====== Record list

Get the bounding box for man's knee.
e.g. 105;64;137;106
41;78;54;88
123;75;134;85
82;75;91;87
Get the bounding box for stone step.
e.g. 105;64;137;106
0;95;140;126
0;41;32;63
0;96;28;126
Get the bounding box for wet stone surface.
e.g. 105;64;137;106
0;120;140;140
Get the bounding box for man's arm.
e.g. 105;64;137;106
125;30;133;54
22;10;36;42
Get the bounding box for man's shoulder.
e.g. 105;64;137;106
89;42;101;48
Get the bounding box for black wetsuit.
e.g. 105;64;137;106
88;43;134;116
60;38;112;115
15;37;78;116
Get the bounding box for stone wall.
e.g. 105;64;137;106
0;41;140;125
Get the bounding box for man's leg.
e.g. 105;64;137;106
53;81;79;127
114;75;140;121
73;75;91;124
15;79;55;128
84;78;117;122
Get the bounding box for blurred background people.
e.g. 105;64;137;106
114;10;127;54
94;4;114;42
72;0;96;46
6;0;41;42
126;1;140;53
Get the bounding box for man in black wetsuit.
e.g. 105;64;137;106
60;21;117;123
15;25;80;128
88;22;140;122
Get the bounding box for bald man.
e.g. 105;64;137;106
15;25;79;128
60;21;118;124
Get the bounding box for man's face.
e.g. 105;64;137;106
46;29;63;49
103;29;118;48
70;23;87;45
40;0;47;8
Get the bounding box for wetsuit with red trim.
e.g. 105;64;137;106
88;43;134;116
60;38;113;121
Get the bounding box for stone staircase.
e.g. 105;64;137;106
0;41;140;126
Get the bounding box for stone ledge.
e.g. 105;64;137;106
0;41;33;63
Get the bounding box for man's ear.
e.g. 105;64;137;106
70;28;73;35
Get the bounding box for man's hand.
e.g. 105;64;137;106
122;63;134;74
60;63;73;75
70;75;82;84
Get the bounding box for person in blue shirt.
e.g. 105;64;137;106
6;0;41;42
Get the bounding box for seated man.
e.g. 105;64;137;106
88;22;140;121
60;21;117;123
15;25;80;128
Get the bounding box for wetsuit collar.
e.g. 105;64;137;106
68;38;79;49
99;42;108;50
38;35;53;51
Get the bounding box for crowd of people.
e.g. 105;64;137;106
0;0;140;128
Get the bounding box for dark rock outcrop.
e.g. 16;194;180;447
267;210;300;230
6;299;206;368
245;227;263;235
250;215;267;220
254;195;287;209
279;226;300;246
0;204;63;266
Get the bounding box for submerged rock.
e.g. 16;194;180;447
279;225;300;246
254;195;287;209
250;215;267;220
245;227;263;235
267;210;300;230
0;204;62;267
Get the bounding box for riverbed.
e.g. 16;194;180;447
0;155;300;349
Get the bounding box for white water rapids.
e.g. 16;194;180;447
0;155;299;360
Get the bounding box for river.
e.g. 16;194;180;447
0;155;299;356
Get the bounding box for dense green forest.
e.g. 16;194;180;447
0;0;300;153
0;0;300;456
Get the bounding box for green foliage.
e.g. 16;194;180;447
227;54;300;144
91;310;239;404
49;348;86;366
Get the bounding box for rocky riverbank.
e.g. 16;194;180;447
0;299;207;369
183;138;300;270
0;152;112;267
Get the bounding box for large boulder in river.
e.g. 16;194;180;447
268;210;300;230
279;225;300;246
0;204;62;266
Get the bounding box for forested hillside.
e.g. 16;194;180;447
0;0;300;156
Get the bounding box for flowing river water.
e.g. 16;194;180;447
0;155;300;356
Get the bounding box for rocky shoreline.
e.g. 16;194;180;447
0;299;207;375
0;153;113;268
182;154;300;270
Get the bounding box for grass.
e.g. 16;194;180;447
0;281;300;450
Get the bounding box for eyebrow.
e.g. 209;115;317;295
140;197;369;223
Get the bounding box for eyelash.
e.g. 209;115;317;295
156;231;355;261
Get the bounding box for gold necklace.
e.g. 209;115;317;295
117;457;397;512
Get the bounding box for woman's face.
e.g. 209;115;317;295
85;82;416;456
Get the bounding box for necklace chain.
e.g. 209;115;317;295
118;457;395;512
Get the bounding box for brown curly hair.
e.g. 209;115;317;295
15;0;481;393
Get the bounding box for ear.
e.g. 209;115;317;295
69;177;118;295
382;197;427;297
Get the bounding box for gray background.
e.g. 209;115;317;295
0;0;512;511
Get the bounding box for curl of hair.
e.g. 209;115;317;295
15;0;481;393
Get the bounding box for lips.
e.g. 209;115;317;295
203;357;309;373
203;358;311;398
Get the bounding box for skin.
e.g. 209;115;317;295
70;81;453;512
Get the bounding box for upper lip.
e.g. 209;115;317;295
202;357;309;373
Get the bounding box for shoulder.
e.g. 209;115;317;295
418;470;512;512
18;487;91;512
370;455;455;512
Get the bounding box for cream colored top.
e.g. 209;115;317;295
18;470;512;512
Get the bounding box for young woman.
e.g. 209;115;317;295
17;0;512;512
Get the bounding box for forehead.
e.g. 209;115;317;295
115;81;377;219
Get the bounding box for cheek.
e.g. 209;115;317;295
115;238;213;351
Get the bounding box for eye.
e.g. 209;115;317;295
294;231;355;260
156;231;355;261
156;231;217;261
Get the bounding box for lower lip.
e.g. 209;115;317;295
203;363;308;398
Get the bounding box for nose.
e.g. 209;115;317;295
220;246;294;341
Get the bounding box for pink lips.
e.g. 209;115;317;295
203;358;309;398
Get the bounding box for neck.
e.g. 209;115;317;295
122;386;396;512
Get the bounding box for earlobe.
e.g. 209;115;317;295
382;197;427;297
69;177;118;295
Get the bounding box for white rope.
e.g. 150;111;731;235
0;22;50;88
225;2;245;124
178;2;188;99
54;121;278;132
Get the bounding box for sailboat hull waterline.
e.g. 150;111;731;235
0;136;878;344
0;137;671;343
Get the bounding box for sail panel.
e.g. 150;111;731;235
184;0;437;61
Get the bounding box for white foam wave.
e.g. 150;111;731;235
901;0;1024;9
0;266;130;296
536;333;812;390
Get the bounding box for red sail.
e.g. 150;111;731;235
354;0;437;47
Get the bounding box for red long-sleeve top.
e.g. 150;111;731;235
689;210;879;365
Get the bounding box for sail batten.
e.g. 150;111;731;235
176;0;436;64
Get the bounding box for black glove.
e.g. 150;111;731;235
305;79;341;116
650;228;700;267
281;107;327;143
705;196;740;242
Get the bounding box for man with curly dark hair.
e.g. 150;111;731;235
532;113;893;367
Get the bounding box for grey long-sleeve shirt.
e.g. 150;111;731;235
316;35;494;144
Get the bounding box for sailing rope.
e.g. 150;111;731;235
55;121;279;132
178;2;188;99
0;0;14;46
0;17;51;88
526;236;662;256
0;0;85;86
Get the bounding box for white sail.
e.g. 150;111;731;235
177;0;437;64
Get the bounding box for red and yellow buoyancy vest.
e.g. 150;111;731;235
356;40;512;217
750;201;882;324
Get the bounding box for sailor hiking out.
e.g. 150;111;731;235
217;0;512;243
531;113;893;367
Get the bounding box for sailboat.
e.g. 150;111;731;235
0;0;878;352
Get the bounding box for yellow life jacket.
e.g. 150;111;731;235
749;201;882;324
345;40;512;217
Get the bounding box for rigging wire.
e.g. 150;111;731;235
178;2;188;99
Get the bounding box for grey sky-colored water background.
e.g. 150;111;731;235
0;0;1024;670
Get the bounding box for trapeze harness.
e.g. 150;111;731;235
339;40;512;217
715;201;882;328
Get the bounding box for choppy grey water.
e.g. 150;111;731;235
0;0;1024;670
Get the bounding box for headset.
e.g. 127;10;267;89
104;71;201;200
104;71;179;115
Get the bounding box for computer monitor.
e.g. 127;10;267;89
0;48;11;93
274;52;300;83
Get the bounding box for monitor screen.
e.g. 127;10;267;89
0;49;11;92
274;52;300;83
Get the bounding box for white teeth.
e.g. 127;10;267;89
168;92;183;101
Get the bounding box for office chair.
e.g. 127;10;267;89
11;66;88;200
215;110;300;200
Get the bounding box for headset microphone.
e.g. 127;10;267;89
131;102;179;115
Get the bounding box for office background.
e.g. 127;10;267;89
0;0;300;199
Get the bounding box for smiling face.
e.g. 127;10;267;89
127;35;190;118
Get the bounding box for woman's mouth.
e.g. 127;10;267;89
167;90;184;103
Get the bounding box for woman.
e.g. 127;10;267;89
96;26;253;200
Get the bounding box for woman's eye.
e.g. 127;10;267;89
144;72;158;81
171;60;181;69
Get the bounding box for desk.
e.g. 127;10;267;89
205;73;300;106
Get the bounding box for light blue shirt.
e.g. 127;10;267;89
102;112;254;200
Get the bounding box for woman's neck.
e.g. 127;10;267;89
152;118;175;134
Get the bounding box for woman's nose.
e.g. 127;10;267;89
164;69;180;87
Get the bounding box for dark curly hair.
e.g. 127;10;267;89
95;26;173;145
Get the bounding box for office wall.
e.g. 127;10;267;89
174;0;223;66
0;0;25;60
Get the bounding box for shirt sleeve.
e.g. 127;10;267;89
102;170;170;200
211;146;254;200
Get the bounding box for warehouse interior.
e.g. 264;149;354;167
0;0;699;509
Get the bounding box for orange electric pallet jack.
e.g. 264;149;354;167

============

- **Problem statement**:
Can you rewrite each line, starting at the top of the rows and ending at the line that contains "89;42;101;48", shifting every bounding-box coordinate in the answers by -108 and leaving all other lines as they are?

- **Written solution**:
Get the bounding box for man's knee.
e.g. 105;64;137;106
-67;-30;-54;-20
15;-33;26;-23
-26;-33;-17;-21
Get the bounding box for stone step.
e.g. 105;64;137;106
-108;-13;32;18
-108;-67;-76;-45
-108;-12;-80;18
Get the bounding box for wet stone surface.
e.g. 105;64;137;106
-108;12;32;32
Get the bounding box for man's arm.
e.g. 105;64;137;106
17;-78;25;-54
-86;-98;-72;-66
Get the bounding box for man's shoulder.
e.g. 105;64;137;106
-19;-66;-7;-60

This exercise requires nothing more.